节选文本

★ ★ ★ ★ ★

基于昇腾CANN构建高效且易用的Ascend C算子测试工具——精度与性能一体化验证方案
环境搭建
使用华为云Notebook服务,加载指定镜像以确保开发环境一致性:
swr.cn-southwest-2.myhuaweicloud.com/chenhui/cann8.3.rc1_python_3_9:3.0
项目获取
从远程仓库拉取完整项目代码,初始化本地工作空间。
git clone https://gitcode.com/cann/ops-math.git
git clone https://gitee.com/sutonghua/ascendoptest.git
算子编译流程
完成源码获取后,进入算子目录并执行编译指令,生成目标算子二进制文件。
source /home/ma-user/Ascend/ascend-toolkit/set_env.sh
cd ops-math
bash build.sh --pkg --soc=ascendxxxx --ops=add_example
安装部署
将编译完成的算子模块进行安装,使其可被后续测试框架调用。
./build_out/cann-ops-math-custom_linux-aarch64.run
测试前准备
确保测试运行环境已正确配置,包括依赖库、路径设置及设备状态检查。
cd ascendoptest
pip install ml_dtypes
关键环境变量设置
根据CANN运行时要求,配置必要的环境变量,保障算子能够正常加载和执行。
export LD_LIBRARY_PATH=/home/ma-user/Ascend/ascend-toolkit/latest/opp/vendors/custom_math/op_api/lib/:${LD_LIBRARY_PATH}
export LD_LIBRARY_PATH=/home/ma-user/Ascend/ascend-toolkit/latest/tools/simulator/Ascendxxxxx/lib:$LD_LIBRARY_PATH
算子信息定义文件创建
新建JSON格式的算子描述文件,用于声明输入输出参数结构。示例如下:
[
{
"op": "AddExample",
"input_desc": [
{
"name": "x",
"param_type": "required",
"format": ["ND", "ND"],
"type": ["float", "int32"]
},
{
"name": "y",
"param_type": "required",
"format": ["ND", "ND"],
"type": ["float", "int32"]
}
],
"output_desc": [
{
"name": "z",
"param_type": "required",
"format": ["ND", "ND"],
"type": ["float", "int32"]
}
]
}
]
add_example_prototype.json
测试用例配置文件生成
依次创建多个测试场景所需的配置文件,适配不同数据类型与维度组合。

★ ★ ★ ★ ★

任务说明 A
请将上方关于Ascend C算子测试工具的节选文本从头至尾完整复述，不得增删或改动任何内容。

★ ★ ★ ★ ★

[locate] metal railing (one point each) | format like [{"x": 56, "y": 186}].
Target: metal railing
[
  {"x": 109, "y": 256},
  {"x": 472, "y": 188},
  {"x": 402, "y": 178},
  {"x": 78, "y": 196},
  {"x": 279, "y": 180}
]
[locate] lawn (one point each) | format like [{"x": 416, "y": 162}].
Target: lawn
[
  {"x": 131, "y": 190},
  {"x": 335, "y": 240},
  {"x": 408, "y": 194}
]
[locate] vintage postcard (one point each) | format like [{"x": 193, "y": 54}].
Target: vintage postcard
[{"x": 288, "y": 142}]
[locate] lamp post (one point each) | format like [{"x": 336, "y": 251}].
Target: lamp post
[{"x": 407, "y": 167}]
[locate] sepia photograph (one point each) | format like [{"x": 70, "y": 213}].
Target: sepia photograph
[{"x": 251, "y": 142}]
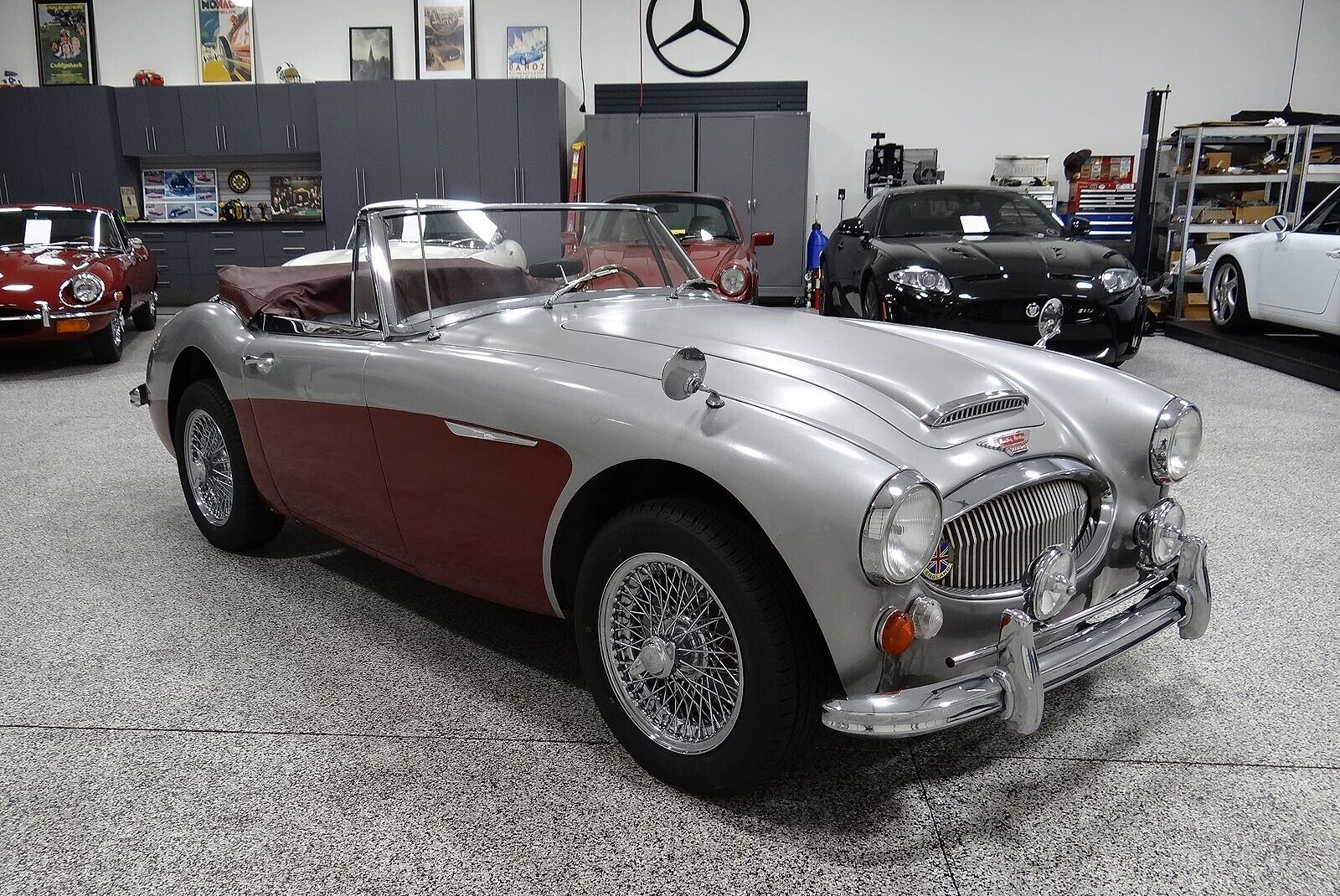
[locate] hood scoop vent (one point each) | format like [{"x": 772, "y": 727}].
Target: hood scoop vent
[{"x": 972, "y": 408}]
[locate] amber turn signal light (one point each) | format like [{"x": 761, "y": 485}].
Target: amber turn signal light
[{"x": 897, "y": 634}]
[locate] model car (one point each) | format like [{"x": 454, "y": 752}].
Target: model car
[
  {"x": 709, "y": 230},
  {"x": 73, "y": 272},
  {"x": 756, "y": 521},
  {"x": 985, "y": 261},
  {"x": 1283, "y": 276}
]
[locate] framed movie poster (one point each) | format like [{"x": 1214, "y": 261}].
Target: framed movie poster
[
  {"x": 444, "y": 38},
  {"x": 224, "y": 39},
  {"x": 66, "y": 53},
  {"x": 527, "y": 51},
  {"x": 370, "y": 54}
]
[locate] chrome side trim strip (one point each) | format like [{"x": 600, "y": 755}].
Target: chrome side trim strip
[{"x": 468, "y": 431}]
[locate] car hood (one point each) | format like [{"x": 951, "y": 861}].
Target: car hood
[
  {"x": 710, "y": 257},
  {"x": 779, "y": 358},
  {"x": 973, "y": 257},
  {"x": 30, "y": 275}
]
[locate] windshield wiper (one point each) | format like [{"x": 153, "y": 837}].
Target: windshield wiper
[
  {"x": 576, "y": 283},
  {"x": 692, "y": 281}
]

★ ★ ★ ★ ★

任务说明 B
请在上方各行中找出所有包含字符串“signal”的行，并将这些行逐一原样抄出。

书面答复 A
基于昇腾CANN构建高效且易用的Ascend C算子测试工具——精度与性能一体化验证方案
环境搭建
使用华为云Notebook服务,加载指定镜像以确保开发环境一致性:
swr.cn-southwest-2.myhuaweicloud.com/chenhui/cann8.3.rc1_python_3_9:3.0
项目获取
从远程仓库拉取完整项目代码,初始化本地工作空间。
git clone https://gitcode.com/cann/ops-math.git
git clone https://gitee.com/sutonghua/ascendoptest.git
算子编译流程
完成源码获取后,进入算子目录并执行编译指令,生成目标算子二进制文件。
source /home/ma-user/Ascend/ascend-toolkit/set_env.sh
cd ops-math
bash build.sh --pkg --soc=ascendxxxx --ops=add_example
安装部署
将编译完成的算子模块进行安装,使其可被后续测试框架调用。
./build_out/cann-ops-math-custom_linux-aarch64.run
测试前准备
确保测试运行环境已正确配置,包括依赖库、路径设置及设备状态检查。
cd ascendoptest
pip install ml_dtypes
关键环境变量设置
根据CANN运行时要求,配置必要的环境变量,保障算子能够正常加载和执行。
export LD_LIBRARY_PATH=/home/ma-user/Ascend/ascend-toolkit/latest/opp/vendors/custom_math/op_api/lib/:${LD_LIBRARY_PATH}
export LD_LIBRARY_PATH=/home/ma-user/Ascend/ascend-toolkit/latest/tools/simulator/Ascendxxxxx/lib:$LD_LIBRARY_PATH
算子信息定义文件创建
新建JSON格式的算子描述文件,用于声明输入输出参数结构。示例如下:
[
{
"op": "AddExample",
"input_desc": [
{
"name": "x",
"param_type": "required",
"format": ["ND", "ND"],
"type": ["float", "int32"]
},
{
"name": "y",
"param_type": "required",
"format": ["ND", "ND"],
"type": ["float", "int32"]
}
],
"output_desc": [
{
"name": "z",
"param_type": "required",
"format": ["ND", "ND"],
"type": ["float", "int32"]
}
]
}
]
add_example_prototype.json
测试用例配置文件生成
依次创建多个测试场景所需的配置文件,适配不同数据类型与维度组合。

书面答复 B
[locate] amber turn signal light (one point each) | format like [{"x": 761, "y": 485}].
Target: amber turn signal light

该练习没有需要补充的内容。